> [DIRECTIVE 1] How many convolution modules may the plurality comprise, according to the text on the convolution layer processor?

According to a first aspect there is provided a convolution layer processor for a neural network accelerator, comprising:

- a memory access module configured to access elements of an input feature map comprising a first array of pixels from a memory; and
- a plurality of convolution modules, each convolution module configured to receive an element of the input feature map from the memory access module and perform a convolution operation on the received element of the input feature map with a convolution kernel comprising a second array of pixels to provide a corresponding element of an output feature map,
- the memory access module comprising:
- a DMA requester configured to request elements of the input feature map from the memory via a data bus;
- a data buffer configured to provide the requested elements to each of the plurality of convolution modules; and
- a pad supervisor module configured to provide to the data buffer, for each element requested by the DMA requester, padding pixels of the input feature map if the requested element extends beyond a boundary of the input feature map.

The pad supervisor module may be configured to suppress data read requests from the DMA requester for any padding pixels of the input feature map.

The pad supervisor module may comprise:

- padding value logic configured to determine when data is to be loaded from the memory via the buffer interface and when padding values are to be inserted;
- padding value insertion logic configured to insert padding values; and
- padding read logic configured to allow data read requests from the DMA requester to the memory via the buffer interface only for elements requiring no padding.

The convolution modules may be configured to operate in parallel.

The DMA requester may be configured to request subsequent elements of the input feature map from the memory while the convolution modules are processing current elements of the input feature map.

The DMA requester may be configured to request a plurality of elements of the input feature map, the plurality of elements having a stride defining a separation between adjacent ones of the plurality of elements across a width of the input feature map and a dilation defining a separation between adjacent ones of the plurality of elements across a height of the input feature map.

The DMA requester may be configured to request the plurality of elements of the input feature map for the respective plurality of convolution modules according to a sequence defined by a nested series of loops comprising a first loop defining elements across the width of the input feature map and a second loop defining elements across the height of the input feature map. The nested series of loops is a single set that serves all of the convolution modules. The series of loops includes within an inner loop an address adjustment based on a separate count from a selectable count start position. The adjustment is temporary, in that it does not affect the address calculations of the outer loops.

The stride may be greater than one and the pipeline loader module configured to request one or more subsequent pluralities of elements from the input feature map with a starting point shifted along the width of the input feature map relative to a preceding starting point.

The dilation may be greater than one and the pipeline loader module configured to request one or more subsequent pluralities of elements from the input feature map with a starting point shifted along the height of the input feature map relative to a preceding starting point.

The plurality of convolution modules may comprise 16 convolution modules.

The pad supervisor module may be configured to provide a padding pixel for a requested element of the input feature map if a position of the requested element is from a position that is selected from:

- a position across the width of the input feature map that is smaller than a left padding width of the input feature map;
- a position across the width of the input feature map that is larger than the left padding width plus a width of the input feature map;
- a position across the height of the input feature map that is smaller than a top padding width of the input feature map; and
- a position across the height of the input feature map that is larger than the top padding width plus the height of the input feature map.

> [DIRECTIVE 2] Show every line of the records below that contains the word "excavator". Case counts.

> [DATA TO PROCESS]

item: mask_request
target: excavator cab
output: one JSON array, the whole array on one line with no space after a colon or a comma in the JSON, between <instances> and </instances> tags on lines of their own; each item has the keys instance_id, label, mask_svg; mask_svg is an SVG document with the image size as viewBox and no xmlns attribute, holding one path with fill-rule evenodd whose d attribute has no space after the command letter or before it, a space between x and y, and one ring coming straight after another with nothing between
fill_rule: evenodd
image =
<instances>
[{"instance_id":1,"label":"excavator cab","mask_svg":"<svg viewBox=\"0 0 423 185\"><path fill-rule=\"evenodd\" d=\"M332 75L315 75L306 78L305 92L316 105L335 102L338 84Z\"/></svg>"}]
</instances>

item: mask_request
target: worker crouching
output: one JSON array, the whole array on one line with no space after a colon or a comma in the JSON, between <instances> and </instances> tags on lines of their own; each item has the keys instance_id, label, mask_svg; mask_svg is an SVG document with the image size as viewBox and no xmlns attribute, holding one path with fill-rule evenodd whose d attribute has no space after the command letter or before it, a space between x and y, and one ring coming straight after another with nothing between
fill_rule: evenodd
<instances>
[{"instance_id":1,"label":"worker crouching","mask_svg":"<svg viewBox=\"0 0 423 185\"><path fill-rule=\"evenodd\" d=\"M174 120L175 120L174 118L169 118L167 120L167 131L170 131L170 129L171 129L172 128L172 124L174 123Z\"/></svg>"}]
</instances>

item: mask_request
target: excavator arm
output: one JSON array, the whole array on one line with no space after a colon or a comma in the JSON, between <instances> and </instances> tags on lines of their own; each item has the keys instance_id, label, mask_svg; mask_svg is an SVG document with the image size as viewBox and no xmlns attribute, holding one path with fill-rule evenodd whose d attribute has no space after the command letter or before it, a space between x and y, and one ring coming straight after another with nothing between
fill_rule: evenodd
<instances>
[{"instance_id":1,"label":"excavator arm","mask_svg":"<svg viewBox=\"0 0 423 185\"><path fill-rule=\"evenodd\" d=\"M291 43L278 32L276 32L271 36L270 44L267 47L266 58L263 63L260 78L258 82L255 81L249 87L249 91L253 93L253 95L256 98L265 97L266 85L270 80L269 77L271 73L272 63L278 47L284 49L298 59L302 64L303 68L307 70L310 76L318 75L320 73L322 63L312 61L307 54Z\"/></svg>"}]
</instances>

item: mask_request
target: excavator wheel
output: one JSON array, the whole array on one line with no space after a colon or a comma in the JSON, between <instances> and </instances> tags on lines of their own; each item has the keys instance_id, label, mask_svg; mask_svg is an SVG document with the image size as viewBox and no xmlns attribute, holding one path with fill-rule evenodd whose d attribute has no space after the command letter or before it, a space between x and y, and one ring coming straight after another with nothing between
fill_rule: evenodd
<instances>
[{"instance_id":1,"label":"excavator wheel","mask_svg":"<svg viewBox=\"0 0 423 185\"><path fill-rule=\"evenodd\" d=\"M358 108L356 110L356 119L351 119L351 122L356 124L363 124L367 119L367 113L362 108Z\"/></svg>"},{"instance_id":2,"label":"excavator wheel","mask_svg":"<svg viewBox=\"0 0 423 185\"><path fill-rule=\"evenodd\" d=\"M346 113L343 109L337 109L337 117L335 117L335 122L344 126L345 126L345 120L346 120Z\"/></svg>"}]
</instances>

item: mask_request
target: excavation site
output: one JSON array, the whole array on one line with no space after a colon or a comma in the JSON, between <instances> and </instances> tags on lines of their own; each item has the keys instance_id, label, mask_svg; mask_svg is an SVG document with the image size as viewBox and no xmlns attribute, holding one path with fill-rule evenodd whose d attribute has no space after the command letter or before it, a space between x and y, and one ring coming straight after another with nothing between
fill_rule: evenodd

> [TASK OUTPUT 1] 16

> [TASK OUTPUT 2]
target: excavator cab
[{"instance_id":1,"label":"excavator cab","mask_svg":"<svg viewBox=\"0 0 423 185\"><path fill-rule=\"evenodd\" d=\"M332 75L315 75L306 78L305 92L316 105L335 102L338 84Z\"/></svg>"}]
target: excavator arm
[{"instance_id":1,"label":"excavator arm","mask_svg":"<svg viewBox=\"0 0 423 185\"><path fill-rule=\"evenodd\" d=\"M291 43L278 32L276 32L271 36L270 44L267 47L266 58L263 63L260 78L258 82L255 81L249 87L249 91L253 93L253 95L256 98L265 97L266 85L270 80L269 77L271 73L272 63L278 47L284 49L298 59L302 64L303 68L307 70L310 76L318 75L320 73L322 63L312 61L307 54Z\"/></svg>"}]
target: excavator wheel
[{"instance_id":1,"label":"excavator wheel","mask_svg":"<svg viewBox=\"0 0 423 185\"><path fill-rule=\"evenodd\" d=\"M358 108L356 110L356 119L351 119L351 122L356 124L363 124L367 119L367 113L362 108Z\"/></svg>"},{"instance_id":2,"label":"excavator wheel","mask_svg":"<svg viewBox=\"0 0 423 185\"><path fill-rule=\"evenodd\" d=\"M346 113L343 109L337 109L337 117L335 117L335 122L344 126L345 126L345 120L346 120Z\"/></svg>"}]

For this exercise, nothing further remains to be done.